### WHAT THIS TASK INVOLVES
Find every line in the items below that contains the string "hoodie", and copy each of those lines in full. Treat the match as case-sensitive.

++++ RECORD EXCERPTS

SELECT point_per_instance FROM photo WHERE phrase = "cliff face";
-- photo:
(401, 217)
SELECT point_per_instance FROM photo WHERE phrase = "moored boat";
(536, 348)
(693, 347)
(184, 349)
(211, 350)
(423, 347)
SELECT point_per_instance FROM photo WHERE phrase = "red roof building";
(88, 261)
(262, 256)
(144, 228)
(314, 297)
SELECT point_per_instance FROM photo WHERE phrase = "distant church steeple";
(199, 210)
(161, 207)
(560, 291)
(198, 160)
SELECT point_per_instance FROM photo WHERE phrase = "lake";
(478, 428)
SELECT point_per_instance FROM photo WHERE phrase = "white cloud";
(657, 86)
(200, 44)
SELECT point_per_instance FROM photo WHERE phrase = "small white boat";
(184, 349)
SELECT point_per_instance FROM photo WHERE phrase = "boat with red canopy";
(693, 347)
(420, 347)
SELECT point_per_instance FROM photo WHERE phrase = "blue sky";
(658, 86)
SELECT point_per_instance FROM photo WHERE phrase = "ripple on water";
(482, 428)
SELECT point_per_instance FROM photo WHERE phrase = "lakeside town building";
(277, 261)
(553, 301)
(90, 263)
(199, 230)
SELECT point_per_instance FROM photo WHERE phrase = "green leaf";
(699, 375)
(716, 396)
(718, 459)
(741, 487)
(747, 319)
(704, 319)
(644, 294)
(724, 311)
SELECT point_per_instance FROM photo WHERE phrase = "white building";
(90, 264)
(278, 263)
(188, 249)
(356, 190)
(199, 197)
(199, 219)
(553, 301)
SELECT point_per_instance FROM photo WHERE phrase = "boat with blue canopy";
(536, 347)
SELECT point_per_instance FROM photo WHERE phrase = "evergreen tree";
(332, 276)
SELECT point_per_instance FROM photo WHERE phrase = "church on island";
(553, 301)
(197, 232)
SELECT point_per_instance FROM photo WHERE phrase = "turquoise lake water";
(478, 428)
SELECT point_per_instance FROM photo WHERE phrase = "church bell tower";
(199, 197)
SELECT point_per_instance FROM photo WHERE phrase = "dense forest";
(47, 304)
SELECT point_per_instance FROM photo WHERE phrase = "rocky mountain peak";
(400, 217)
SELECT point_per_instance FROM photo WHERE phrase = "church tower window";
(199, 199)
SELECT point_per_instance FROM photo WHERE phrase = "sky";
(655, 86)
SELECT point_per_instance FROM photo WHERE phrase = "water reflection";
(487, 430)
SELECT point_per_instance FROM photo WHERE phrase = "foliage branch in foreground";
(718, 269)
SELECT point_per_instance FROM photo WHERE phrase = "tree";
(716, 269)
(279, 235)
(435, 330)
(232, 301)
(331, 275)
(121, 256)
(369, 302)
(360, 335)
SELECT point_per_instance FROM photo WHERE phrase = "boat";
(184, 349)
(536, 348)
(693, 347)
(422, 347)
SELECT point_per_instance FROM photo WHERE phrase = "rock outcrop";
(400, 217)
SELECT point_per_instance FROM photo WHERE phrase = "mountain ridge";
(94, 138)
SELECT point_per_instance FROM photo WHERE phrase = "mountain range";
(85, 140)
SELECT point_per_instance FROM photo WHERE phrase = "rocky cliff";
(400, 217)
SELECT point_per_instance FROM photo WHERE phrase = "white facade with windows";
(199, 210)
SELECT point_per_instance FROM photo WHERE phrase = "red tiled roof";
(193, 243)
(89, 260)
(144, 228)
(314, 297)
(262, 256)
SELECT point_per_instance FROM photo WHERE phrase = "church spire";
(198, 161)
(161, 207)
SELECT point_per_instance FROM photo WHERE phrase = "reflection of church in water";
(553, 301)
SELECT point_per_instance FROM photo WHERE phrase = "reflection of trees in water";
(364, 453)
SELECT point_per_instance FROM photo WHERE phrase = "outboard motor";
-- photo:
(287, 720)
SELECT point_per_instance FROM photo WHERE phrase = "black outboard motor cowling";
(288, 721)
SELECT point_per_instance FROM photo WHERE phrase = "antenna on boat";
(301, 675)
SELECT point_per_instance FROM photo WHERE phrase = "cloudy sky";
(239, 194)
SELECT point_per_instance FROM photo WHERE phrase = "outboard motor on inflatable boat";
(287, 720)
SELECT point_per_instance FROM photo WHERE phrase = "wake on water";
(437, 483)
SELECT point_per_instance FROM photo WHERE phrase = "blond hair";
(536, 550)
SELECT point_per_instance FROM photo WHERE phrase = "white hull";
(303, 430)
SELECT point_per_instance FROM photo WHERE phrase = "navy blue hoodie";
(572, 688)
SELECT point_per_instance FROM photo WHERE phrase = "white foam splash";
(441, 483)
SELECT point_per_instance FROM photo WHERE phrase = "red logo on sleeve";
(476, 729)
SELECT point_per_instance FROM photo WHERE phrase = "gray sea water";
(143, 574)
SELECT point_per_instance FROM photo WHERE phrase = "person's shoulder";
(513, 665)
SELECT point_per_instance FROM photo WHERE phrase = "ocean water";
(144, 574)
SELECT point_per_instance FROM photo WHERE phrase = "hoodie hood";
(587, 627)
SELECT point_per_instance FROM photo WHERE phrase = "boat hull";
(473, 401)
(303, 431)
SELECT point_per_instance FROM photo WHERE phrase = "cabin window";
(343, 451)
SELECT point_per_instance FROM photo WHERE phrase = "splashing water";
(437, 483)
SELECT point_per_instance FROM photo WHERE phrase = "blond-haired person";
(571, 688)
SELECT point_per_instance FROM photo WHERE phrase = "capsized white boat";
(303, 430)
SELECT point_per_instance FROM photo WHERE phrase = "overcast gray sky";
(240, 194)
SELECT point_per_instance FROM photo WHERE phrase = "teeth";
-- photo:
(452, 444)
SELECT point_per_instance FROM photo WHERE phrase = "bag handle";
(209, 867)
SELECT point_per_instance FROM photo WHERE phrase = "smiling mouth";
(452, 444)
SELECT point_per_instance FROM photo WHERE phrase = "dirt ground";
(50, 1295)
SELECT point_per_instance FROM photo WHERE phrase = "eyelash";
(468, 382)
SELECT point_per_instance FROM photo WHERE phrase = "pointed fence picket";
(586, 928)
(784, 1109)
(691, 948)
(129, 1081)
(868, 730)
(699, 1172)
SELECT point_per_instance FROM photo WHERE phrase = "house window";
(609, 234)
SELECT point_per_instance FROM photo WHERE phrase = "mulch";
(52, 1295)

++++++++

### EXERCISE SOLUTION
SELECT point_per_instance FROM photo WHERE phrase = "navy blue hoodie";
SELECT point_per_instance FROM photo WHERE phrase = "hoodie hood";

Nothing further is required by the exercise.